_Data listing_.

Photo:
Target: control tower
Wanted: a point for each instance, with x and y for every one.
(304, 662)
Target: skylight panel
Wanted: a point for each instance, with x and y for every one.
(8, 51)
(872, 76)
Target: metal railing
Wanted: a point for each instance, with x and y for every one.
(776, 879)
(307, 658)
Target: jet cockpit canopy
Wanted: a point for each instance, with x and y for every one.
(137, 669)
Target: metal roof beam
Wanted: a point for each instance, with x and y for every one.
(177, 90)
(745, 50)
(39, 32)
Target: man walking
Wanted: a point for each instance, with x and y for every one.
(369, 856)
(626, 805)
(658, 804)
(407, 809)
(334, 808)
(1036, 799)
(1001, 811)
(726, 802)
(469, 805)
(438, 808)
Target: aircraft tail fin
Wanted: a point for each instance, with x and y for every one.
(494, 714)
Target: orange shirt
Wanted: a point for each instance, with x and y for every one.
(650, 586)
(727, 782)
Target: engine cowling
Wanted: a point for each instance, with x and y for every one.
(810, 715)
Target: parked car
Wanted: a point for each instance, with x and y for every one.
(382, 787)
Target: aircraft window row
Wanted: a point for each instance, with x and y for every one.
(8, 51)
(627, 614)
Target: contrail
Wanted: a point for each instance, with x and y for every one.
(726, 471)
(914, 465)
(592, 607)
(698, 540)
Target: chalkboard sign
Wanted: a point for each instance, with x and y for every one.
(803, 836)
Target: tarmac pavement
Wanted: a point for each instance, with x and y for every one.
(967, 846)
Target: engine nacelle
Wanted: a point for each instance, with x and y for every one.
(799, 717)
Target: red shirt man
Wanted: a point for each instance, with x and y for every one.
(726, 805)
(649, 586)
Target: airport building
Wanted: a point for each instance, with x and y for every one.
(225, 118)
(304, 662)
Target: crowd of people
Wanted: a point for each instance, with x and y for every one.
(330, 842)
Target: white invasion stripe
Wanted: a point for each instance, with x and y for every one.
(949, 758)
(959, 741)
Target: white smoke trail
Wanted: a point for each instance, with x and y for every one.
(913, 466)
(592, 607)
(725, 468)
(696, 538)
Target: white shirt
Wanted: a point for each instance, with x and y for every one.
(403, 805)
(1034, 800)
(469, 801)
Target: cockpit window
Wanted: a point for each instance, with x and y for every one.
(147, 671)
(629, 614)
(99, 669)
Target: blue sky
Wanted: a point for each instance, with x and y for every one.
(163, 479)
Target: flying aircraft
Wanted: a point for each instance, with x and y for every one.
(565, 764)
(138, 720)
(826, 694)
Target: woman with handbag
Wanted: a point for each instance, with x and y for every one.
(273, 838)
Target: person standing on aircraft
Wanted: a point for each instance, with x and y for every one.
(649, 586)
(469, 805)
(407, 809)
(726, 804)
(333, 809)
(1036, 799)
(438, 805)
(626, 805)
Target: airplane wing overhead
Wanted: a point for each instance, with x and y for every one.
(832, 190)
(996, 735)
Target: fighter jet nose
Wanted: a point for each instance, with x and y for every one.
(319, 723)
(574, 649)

_AIM_. Retype the listing above in full, with no alterations.

_THE ANSWER_.
Photo:
Target: control tower
Wanted: a point for each instance, with x and y for every one.
(304, 662)
Target: skylight panel
Wanted: a point for each instance, with x and y for every one.
(8, 51)
(872, 76)
Target: metal railing
Wanted: a point for each instance, with x and y for every one.
(776, 879)
(307, 658)
Target: jet cockpit canopy
Wanted: a point for each instance, with x and y for every one.
(137, 669)
Target: metal roof beam
Wanted: a point for each instance, with x and y for every one.
(177, 90)
(745, 50)
(39, 32)
Target: man walking
Wanted: a point for each instance, with x and y for every one.
(369, 856)
(626, 805)
(658, 804)
(407, 809)
(334, 808)
(1036, 799)
(1001, 811)
(726, 802)
(469, 805)
(438, 808)
Target: aircraft tail fin
Wanted: a point for each instance, with x and y for every one.
(494, 714)
Target: orange shirt
Wanted: a point for each instance, with x and y for every one.
(650, 586)
(727, 782)
Target: engine cowling
Wanted: a point for each instance, with x and y for every one.
(810, 715)
Target: parked car
Wanted: a point for each instance, with x and y for every one.
(382, 787)
Target: aircraft window row
Wanted: a point for each instance, with x and y for every one.
(8, 51)
(627, 614)
Target: contrail
Wanted: a point for each instance, with x and y for every one.
(726, 471)
(914, 465)
(592, 607)
(698, 540)
Target: chalkboard sign
Wanted: a point for each instance, with x and y for every one.
(803, 836)
Target: tarmac pavement
Wanted: a point for each instance, with x and y for every one.
(967, 846)
Target: engine nacelle
Wanted: a point for each instance, with x and y for every one.
(799, 717)
Target: red shirt man
Wanted: a point for each instance, with x and y for every one.
(726, 805)
(649, 586)
Target: airport building
Wanted: a point for each instance, with x and y for every one.
(225, 118)
(304, 662)
Target: crowd of people
Wanted: a point for each instance, with x and y for every one.
(330, 842)
Target: white invasion stripe
Wanted: a point for each instance, with x and y for every one.
(949, 758)
(959, 741)
Target: white smoke trail
Wanted: a point for each instance, with x and y for every one.
(913, 466)
(592, 607)
(725, 468)
(696, 538)
Target: white shirt
Wanted: a point for each instance, with x and y for every one.
(403, 805)
(1034, 800)
(469, 801)
Target: cockpit window
Wanted: a point for each instance, with x and y for every one.
(147, 671)
(629, 614)
(99, 669)
Target: blue sky
Wanted: a point for each instance, with x and y for every one.
(163, 479)
Target: flying aircraft
Wanted: a point for each instance, with x and y for every one.
(565, 764)
(138, 720)
(826, 694)
Target: woman with handbag
Wanted: a point for each instance, with x and y for every one.
(273, 838)
Target: person standing on aircraft
Wanted: a point for each instance, with x and y for every one.
(649, 586)
(469, 805)
(407, 809)
(726, 804)
(333, 809)
(1036, 799)
(438, 805)
(626, 805)
Target: airplane wing overhead
Wanted: a point for each instance, with x and y for every one.
(832, 190)
(996, 735)
Target: fighter jet nose
Wanted: a point for each instance, with x and y for every one.
(319, 723)
(574, 649)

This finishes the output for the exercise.